Given exercise:
Answer these questions from the post on carrying a blade while bicycling:
1. How long was the only blade carried on the cross-country ride?
2. About how long was the round trip of the training ride to Newark, Delaware?
3. How many years of riding does the writer mention?

Source text:
## start
Maybe because you asked about a weapon. You were pretty clear that was a big part of the reason for carrying it.

Let me address the tool aspect. I rode across the country this past Summer and the only blade I carried was about 2" long. It was quite adequate for any task that came up. It was mostly used for spreading peanut butter and slicing vegetables. Not one single time did I wish for a tool to clear brush (or for a weapon for that matter).

Regarding the being "messed with" issue. I can't really relate to that one. FWIW: I have ridden in Newark Delaware several times. I live just inside the Baltimore beltway and one of my longer training rides back in my racing days was to ride to Newark Delaware and back (a bit over 100 mile round trip). I can't say that in my 50 years of riding, including the years I commuted in iffy neighborhoods and downtown Baltimore, was there one single instance where I wished for a weapon.

I have had hostile comments made, but never felt that they ever rose to the level that I was very concerned.

On tour I was always amazed by the kindness and generosity of the local folks.
## end
Supplied information:
## start
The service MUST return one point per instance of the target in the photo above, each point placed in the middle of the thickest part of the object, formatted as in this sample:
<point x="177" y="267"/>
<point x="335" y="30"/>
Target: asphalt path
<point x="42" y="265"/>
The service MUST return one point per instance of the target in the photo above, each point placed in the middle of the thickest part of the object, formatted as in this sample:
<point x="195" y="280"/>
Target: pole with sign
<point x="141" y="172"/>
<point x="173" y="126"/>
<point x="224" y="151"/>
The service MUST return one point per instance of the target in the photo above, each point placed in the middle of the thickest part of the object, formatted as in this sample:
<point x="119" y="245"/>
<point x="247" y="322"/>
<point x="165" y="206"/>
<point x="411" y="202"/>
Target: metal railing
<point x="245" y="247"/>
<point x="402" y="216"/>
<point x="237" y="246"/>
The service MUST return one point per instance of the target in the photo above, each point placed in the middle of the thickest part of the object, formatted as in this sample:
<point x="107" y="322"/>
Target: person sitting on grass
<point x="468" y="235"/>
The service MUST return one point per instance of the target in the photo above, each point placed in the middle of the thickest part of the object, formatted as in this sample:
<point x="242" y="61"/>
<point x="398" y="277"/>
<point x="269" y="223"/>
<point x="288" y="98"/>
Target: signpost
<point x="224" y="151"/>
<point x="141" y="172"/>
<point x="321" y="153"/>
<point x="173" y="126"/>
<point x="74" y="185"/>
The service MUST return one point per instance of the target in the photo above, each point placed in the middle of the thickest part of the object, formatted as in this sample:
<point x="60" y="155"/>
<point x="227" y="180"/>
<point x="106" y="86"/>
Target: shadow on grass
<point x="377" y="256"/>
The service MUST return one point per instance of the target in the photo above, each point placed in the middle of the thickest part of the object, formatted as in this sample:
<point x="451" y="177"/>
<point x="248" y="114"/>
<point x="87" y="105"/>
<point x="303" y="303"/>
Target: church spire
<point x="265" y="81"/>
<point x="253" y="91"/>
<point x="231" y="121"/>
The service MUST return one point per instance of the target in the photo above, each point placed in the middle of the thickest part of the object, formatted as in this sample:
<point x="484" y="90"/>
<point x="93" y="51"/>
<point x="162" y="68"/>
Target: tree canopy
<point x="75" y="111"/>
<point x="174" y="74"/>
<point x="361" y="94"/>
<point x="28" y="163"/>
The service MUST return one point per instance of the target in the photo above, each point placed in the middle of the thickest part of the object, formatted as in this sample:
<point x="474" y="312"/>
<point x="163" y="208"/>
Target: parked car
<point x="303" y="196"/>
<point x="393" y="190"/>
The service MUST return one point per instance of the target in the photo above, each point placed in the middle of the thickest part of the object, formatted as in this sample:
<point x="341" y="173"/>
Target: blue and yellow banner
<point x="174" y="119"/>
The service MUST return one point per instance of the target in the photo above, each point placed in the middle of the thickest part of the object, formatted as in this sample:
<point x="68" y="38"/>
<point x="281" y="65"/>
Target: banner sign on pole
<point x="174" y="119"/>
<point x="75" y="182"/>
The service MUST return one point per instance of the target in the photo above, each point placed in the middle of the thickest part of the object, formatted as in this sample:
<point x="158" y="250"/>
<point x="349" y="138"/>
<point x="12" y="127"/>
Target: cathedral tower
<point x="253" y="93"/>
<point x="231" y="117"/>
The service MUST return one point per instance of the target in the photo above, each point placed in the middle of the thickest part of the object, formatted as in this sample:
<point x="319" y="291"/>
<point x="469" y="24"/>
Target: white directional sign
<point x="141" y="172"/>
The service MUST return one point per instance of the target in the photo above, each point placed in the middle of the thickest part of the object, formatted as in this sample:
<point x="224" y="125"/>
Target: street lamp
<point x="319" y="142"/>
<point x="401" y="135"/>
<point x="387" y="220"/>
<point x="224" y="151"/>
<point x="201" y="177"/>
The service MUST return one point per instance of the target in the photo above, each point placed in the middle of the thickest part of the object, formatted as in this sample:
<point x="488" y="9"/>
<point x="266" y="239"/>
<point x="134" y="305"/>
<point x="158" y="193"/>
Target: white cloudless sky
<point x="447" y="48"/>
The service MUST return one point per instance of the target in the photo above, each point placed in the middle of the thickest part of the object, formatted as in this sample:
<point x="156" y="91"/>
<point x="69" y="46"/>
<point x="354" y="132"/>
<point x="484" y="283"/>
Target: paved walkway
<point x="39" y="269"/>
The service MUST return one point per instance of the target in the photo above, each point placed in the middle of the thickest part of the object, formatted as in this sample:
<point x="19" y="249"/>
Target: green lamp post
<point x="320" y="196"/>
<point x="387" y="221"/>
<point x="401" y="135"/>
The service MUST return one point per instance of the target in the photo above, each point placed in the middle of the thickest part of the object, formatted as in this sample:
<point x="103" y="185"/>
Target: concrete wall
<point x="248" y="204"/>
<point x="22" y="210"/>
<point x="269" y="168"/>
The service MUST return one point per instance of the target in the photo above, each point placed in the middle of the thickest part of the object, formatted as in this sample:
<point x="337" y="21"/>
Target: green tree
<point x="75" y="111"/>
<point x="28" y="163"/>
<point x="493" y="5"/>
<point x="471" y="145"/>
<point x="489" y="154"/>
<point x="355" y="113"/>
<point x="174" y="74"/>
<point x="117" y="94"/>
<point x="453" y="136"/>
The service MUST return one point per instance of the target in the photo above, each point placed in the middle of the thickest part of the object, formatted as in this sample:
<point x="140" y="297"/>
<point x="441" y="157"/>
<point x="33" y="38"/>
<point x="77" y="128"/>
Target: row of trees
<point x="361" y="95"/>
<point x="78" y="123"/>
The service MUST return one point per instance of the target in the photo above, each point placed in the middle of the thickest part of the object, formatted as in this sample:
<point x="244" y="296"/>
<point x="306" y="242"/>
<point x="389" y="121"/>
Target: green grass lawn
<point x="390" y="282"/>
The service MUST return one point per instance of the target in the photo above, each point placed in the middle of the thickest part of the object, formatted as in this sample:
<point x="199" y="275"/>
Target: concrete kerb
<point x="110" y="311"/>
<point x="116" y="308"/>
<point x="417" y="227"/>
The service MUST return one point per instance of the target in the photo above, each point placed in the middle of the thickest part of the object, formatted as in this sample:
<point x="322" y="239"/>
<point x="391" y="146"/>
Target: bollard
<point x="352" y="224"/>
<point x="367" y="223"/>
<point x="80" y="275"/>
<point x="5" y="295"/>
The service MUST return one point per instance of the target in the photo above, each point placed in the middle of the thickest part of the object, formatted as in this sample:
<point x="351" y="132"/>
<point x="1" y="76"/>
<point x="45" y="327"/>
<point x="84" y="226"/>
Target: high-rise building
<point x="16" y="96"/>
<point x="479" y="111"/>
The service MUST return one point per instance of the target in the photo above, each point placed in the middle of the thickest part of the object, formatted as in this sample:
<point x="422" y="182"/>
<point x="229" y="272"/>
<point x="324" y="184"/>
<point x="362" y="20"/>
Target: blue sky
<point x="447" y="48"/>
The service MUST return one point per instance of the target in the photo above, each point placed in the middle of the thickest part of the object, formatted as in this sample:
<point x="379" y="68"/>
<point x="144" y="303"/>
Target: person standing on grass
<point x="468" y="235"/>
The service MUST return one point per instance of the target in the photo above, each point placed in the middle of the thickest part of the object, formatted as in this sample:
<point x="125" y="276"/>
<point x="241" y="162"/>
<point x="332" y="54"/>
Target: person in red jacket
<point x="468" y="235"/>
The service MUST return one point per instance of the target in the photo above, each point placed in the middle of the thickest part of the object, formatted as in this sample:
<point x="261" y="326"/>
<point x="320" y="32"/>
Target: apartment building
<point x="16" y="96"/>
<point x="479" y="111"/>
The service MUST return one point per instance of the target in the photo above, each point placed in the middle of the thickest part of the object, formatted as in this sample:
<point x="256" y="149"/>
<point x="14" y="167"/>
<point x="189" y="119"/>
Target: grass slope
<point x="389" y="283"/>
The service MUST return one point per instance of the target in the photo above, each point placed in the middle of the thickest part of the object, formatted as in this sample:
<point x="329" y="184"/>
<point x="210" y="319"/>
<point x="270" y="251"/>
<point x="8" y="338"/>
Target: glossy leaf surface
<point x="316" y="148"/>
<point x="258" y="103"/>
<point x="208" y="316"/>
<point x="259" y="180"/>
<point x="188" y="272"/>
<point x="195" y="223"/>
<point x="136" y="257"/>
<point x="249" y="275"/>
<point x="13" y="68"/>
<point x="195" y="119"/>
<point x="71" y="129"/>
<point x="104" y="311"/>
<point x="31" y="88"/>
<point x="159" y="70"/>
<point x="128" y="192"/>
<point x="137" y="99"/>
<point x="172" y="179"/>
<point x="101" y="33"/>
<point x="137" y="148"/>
## end
The result:
1. About 2" long.
2. A bit over 100 miles.
3. 50 years.